[Data excerpts]
* * *

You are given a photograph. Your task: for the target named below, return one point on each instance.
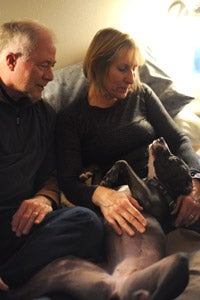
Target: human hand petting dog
(120, 210)
(188, 207)
(31, 211)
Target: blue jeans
(73, 231)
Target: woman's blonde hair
(106, 45)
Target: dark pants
(73, 231)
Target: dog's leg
(122, 172)
(77, 278)
(164, 280)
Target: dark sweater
(27, 157)
(90, 135)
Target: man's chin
(35, 97)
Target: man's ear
(11, 60)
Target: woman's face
(121, 74)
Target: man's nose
(49, 74)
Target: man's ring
(35, 213)
(191, 217)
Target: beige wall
(76, 21)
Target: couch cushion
(69, 83)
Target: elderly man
(33, 230)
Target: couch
(69, 82)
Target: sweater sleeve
(70, 163)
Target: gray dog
(142, 272)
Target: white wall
(76, 21)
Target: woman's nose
(130, 76)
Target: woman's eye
(122, 69)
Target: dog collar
(160, 187)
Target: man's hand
(120, 210)
(31, 211)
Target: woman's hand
(188, 207)
(31, 211)
(119, 210)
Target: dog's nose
(161, 140)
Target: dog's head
(171, 171)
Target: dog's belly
(147, 248)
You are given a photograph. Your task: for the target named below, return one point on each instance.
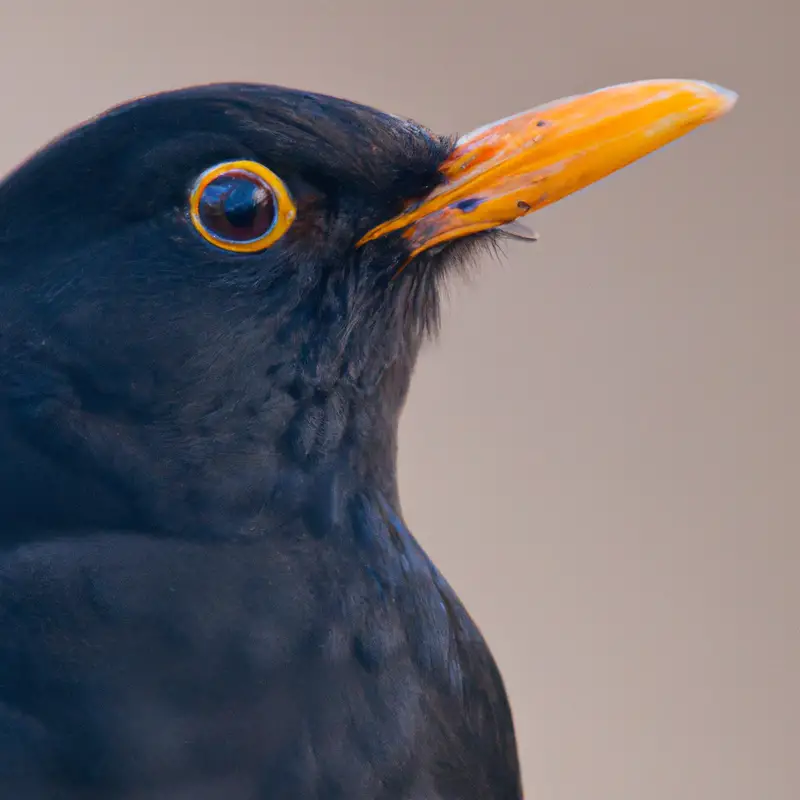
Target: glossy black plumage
(206, 588)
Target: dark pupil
(237, 207)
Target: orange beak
(505, 170)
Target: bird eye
(241, 206)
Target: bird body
(211, 303)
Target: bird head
(213, 296)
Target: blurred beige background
(603, 450)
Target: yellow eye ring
(241, 206)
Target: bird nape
(212, 301)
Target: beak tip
(724, 99)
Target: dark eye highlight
(241, 206)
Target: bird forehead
(302, 130)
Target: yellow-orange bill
(510, 168)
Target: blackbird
(211, 303)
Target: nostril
(469, 204)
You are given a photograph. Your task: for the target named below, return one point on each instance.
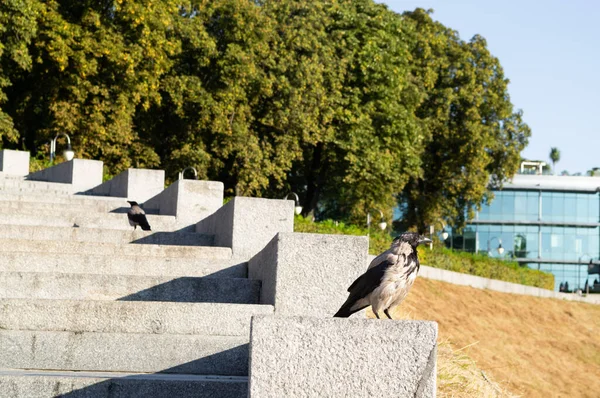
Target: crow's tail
(144, 224)
(347, 310)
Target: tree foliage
(473, 135)
(345, 102)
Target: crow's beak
(424, 240)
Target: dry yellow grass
(531, 347)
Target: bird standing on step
(137, 216)
(388, 278)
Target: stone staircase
(91, 308)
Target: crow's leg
(387, 313)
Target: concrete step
(50, 384)
(17, 206)
(123, 265)
(21, 185)
(112, 249)
(113, 221)
(124, 352)
(46, 233)
(212, 319)
(43, 285)
(27, 200)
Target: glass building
(545, 222)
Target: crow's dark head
(412, 238)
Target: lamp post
(184, 170)
(579, 270)
(382, 224)
(500, 248)
(297, 207)
(67, 153)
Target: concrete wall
(248, 224)
(478, 282)
(83, 174)
(14, 162)
(311, 357)
(308, 274)
(188, 200)
(133, 184)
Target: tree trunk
(313, 181)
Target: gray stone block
(82, 263)
(82, 174)
(67, 233)
(189, 200)
(311, 357)
(53, 384)
(212, 319)
(111, 249)
(62, 201)
(248, 224)
(134, 184)
(8, 186)
(14, 162)
(308, 274)
(41, 285)
(127, 352)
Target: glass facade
(557, 230)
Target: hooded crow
(137, 216)
(388, 278)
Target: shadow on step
(227, 369)
(125, 209)
(183, 237)
(201, 290)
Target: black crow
(137, 216)
(388, 278)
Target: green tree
(554, 157)
(474, 137)
(349, 71)
(18, 27)
(595, 171)
(93, 65)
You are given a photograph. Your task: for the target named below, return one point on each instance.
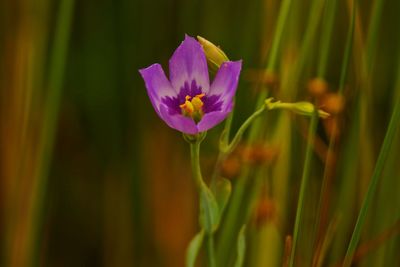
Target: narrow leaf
(223, 192)
(241, 247)
(194, 248)
(209, 210)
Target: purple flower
(187, 102)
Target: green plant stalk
(239, 134)
(348, 48)
(303, 186)
(221, 156)
(198, 179)
(326, 38)
(51, 110)
(232, 223)
(373, 32)
(210, 251)
(322, 207)
(282, 20)
(228, 231)
(383, 155)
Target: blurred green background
(90, 176)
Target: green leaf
(223, 191)
(241, 247)
(194, 248)
(209, 210)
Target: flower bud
(215, 56)
(302, 108)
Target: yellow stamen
(193, 108)
(196, 101)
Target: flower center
(193, 107)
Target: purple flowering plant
(189, 103)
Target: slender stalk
(323, 205)
(239, 134)
(304, 183)
(393, 124)
(198, 179)
(282, 19)
(51, 108)
(210, 250)
(326, 36)
(196, 171)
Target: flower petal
(226, 81)
(157, 85)
(211, 119)
(178, 121)
(189, 63)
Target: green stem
(198, 179)
(304, 182)
(210, 250)
(393, 124)
(239, 134)
(221, 156)
(51, 110)
(329, 18)
(282, 19)
(196, 171)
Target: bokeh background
(90, 176)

* * *

• Your goal:
Output each entry verbatim; none of the pictures should be included.

• Finished task:
You are given a photograph. Your task: for the target named below, return one point on each instance.
Target: human hand petting dog
(120, 210)
(188, 207)
(31, 211)
Target: blue jeans
(73, 231)
Target: woman's blonde hair
(106, 45)
Target: dark pants
(73, 231)
Target: dog's leg
(122, 172)
(77, 278)
(164, 280)
Target: dark sweater
(27, 157)
(90, 135)
Target: man's chin
(35, 97)
Target: man's ear
(11, 60)
Target: woman's face
(121, 74)
Target: man's nose
(49, 74)
Target: man's ring
(35, 213)
(191, 217)
Target: beige wall
(76, 21)
Target: couch cushion
(69, 83)
Target: elderly man
(33, 230)
Target: couch
(69, 82)
Target: sweater sleeve
(70, 163)
Target: gray dog
(142, 272)
Target: white wall
(76, 21)
Target: woman's nose
(130, 76)
Target: woman's eye
(122, 69)
Target: dog collar
(160, 187)
Target: man's hand
(120, 210)
(31, 211)
Target: woman's hand
(188, 207)
(31, 211)
(119, 210)
Target: dog's nose
(161, 140)
Target: dog's head
(171, 171)
Target: dog's belly
(147, 248)
You are given a photograph. Your task: for the target named below, return one point on each instance.
Target: glossy black plumage
(206, 588)
Target: dark pupil
(237, 207)
Target: orange beak
(505, 170)
Target: bird eye
(241, 206)
Target: bird body
(211, 303)
Target: bird head
(213, 296)
Target: blurred beige background
(603, 450)
Target: yellow eye ring
(241, 206)
Target: bird nape
(212, 301)
Target: beak tip
(724, 99)
Target: dark eye highlight
(241, 206)
Target: bird forehead
(302, 130)
Target: yellow-orange bill
(510, 168)
Target: blackbird
(211, 303)
Target: nostril
(469, 204)
You are given a photograph. Your task: for the target named below, return one point on each instance.
Target: crow's tail
(144, 224)
(347, 310)
Target: tree foliage
(473, 135)
(345, 102)
Target: crow's beak
(424, 240)
Target: dry yellow grass
(531, 347)
Target: bird standing on step
(137, 216)
(388, 278)
Target: stone staircase
(91, 308)
Target: crow's leg
(387, 313)
Target: concrete step
(50, 384)
(17, 206)
(123, 265)
(21, 185)
(112, 249)
(113, 221)
(124, 352)
(46, 233)
(212, 319)
(43, 285)
(27, 200)
Target: glass building
(545, 222)
Target: crow's dark head
(412, 238)
Target: lamp post
(184, 170)
(579, 270)
(382, 224)
(500, 248)
(297, 207)
(67, 153)
Target: concrete wall
(248, 224)
(478, 282)
(83, 174)
(14, 162)
(311, 357)
(308, 274)
(188, 200)
(133, 184)
Target: tree trunk
(313, 181)
Target: gray stone block
(82, 263)
(82, 174)
(67, 233)
(189, 200)
(311, 357)
(53, 384)
(212, 319)
(111, 249)
(62, 201)
(248, 224)
(134, 184)
(8, 186)
(14, 162)
(308, 274)
(41, 285)
(127, 352)
Target: glass facade
(557, 230)
Target: hooded crow
(137, 216)
(388, 278)
Target: shadow on step
(227, 369)
(125, 209)
(183, 237)
(201, 290)
Target: black crow
(137, 216)
(388, 278)
Target: green tree
(554, 157)
(474, 137)
(349, 71)
(18, 27)
(595, 171)
(93, 65)
You are given a photograph. Your task: for the target named below, return one point on each instance.
Target: narrow leaf
(223, 192)
(241, 247)
(194, 248)
(209, 210)
Target: purple flower
(187, 102)
Target: green plant stalk
(239, 134)
(348, 48)
(303, 186)
(221, 156)
(198, 179)
(326, 38)
(51, 110)
(232, 223)
(373, 32)
(210, 251)
(322, 207)
(282, 20)
(228, 231)
(383, 155)
Target: blurred green background
(90, 176)
Target: green leaf
(223, 191)
(241, 247)
(194, 248)
(209, 210)
Target: flower bud
(215, 56)
(302, 108)
Target: yellow stamen
(193, 108)
(196, 101)
Target: flower center
(193, 107)
Target: purple flowering plant
(189, 103)
Target: slender stalk
(323, 205)
(239, 134)
(304, 183)
(393, 124)
(198, 179)
(282, 19)
(51, 108)
(210, 250)
(326, 36)
(196, 171)
Target: flower petal
(226, 81)
(157, 85)
(211, 119)
(178, 121)
(189, 63)
Target: green stem
(198, 179)
(304, 182)
(210, 250)
(393, 124)
(239, 134)
(221, 156)
(51, 110)
(329, 18)
(282, 19)
(196, 171)
Target: bokeh background
(90, 176)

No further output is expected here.